AVAILABLE DATA
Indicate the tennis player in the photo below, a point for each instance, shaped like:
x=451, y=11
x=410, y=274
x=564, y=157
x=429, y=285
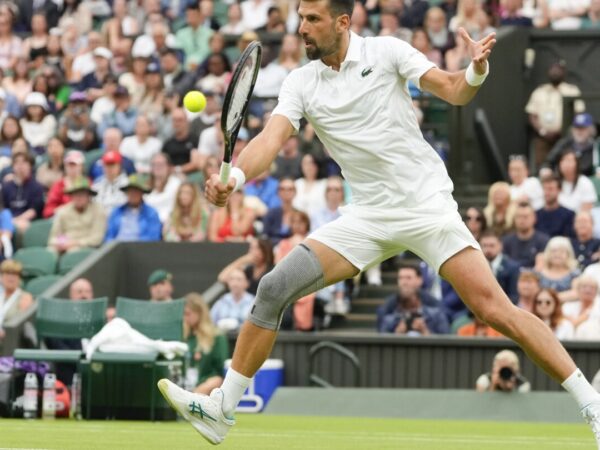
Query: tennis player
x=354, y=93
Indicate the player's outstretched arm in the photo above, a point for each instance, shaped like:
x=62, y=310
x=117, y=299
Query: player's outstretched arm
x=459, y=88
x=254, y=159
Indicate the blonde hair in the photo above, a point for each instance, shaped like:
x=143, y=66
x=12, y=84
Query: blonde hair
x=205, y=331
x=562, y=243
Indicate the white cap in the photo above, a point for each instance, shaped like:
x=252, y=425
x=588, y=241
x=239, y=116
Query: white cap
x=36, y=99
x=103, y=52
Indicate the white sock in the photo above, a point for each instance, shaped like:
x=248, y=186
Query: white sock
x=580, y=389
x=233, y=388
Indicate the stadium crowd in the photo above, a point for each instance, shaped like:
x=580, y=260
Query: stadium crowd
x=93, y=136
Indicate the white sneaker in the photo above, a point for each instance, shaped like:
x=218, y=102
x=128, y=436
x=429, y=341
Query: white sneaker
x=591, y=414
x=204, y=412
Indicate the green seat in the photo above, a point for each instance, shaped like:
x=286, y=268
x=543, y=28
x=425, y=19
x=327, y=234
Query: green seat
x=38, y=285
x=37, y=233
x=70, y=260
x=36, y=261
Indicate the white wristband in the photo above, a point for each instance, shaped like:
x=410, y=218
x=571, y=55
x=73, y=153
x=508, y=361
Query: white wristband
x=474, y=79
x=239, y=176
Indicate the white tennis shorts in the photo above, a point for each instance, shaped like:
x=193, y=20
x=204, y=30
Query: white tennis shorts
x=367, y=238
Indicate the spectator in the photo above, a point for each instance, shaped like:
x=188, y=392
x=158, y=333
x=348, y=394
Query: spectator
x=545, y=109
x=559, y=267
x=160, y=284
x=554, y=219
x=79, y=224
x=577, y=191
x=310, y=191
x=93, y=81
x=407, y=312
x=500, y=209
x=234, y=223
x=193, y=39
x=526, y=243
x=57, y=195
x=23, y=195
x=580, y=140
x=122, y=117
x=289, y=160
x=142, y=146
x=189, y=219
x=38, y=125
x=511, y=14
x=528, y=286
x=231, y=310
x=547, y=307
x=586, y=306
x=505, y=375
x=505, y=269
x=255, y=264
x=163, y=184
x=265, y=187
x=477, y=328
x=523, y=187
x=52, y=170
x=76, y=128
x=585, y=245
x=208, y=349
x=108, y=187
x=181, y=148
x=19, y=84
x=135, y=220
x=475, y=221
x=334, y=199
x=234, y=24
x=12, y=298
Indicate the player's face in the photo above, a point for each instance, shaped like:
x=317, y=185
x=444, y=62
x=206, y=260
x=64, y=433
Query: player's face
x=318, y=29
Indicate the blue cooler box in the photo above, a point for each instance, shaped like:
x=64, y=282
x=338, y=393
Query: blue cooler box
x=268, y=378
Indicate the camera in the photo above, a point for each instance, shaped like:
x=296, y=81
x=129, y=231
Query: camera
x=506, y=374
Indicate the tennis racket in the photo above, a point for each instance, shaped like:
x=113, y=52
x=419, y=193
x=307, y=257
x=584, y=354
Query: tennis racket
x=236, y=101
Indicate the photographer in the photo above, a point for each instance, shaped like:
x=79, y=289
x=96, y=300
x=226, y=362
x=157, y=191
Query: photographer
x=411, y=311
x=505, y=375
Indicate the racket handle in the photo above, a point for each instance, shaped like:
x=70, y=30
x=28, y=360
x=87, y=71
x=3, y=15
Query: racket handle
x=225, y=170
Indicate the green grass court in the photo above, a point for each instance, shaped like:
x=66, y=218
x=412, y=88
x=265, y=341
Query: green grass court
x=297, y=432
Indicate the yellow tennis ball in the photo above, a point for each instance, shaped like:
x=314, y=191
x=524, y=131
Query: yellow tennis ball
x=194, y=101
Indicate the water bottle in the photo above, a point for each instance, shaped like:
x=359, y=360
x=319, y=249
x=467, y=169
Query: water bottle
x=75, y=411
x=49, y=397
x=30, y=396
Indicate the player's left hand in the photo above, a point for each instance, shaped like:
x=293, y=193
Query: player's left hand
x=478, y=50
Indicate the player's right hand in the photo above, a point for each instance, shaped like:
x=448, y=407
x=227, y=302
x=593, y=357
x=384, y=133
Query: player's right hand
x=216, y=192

==

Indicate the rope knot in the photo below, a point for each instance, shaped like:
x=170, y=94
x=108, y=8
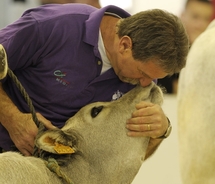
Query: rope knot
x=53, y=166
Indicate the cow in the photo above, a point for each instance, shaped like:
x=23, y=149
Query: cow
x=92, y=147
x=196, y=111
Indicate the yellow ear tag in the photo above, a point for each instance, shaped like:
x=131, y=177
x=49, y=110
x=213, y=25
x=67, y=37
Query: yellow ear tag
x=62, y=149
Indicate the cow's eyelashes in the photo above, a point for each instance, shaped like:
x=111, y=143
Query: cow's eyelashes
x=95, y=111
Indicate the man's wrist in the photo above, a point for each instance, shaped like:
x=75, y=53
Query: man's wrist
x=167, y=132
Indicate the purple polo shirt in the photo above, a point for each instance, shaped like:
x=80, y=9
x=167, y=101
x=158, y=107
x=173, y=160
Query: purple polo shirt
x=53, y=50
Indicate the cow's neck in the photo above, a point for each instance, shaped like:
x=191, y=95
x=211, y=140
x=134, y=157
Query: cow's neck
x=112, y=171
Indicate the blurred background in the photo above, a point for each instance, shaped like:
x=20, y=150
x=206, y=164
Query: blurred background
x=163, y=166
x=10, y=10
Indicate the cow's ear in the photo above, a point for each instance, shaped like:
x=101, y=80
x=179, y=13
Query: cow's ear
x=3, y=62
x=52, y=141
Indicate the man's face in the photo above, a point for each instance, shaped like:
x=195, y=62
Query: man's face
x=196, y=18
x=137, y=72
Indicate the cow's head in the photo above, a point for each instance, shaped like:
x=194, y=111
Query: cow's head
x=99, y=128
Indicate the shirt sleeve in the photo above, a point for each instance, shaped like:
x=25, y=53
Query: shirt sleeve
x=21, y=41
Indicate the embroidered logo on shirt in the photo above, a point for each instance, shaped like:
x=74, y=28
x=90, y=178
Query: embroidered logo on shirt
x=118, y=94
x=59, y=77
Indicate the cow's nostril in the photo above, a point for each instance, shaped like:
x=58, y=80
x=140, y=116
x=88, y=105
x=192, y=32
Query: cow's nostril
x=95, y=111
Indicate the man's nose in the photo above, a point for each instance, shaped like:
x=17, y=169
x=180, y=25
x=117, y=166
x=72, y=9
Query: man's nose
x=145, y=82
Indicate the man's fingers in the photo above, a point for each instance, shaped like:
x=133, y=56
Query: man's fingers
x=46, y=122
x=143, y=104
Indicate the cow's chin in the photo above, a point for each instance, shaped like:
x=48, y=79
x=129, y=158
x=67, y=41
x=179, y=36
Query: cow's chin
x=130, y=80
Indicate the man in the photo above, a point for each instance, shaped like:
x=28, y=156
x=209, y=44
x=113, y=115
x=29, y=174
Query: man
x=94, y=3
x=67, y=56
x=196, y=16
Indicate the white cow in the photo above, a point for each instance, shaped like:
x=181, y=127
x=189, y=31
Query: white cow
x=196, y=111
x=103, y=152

---

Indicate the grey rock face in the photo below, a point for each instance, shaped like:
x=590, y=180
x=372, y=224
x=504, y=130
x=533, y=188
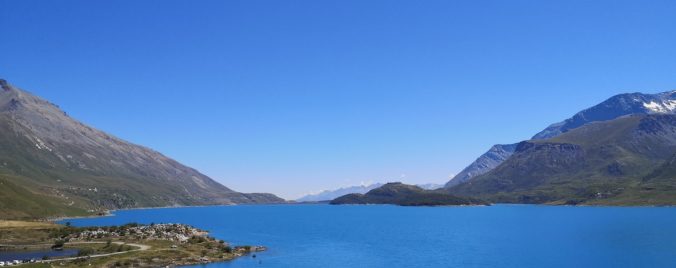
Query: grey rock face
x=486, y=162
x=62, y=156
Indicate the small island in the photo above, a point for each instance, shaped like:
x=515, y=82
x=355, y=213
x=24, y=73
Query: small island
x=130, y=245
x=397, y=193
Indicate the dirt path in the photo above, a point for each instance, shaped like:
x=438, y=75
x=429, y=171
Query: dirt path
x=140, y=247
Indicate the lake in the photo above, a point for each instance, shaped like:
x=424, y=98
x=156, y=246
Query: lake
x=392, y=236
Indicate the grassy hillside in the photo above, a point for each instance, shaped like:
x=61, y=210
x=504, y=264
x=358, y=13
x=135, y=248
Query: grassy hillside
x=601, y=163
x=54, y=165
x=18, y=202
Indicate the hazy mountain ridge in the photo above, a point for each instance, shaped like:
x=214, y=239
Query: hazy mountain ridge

YOUR TASK
Pick out, from the lines above, every one that contains the string "hazy".

SOLVED PROBLEM
Indicate the hazy mountain ridge in the photo above, a point for each instance, shaped like:
Query: hazy mountain ridge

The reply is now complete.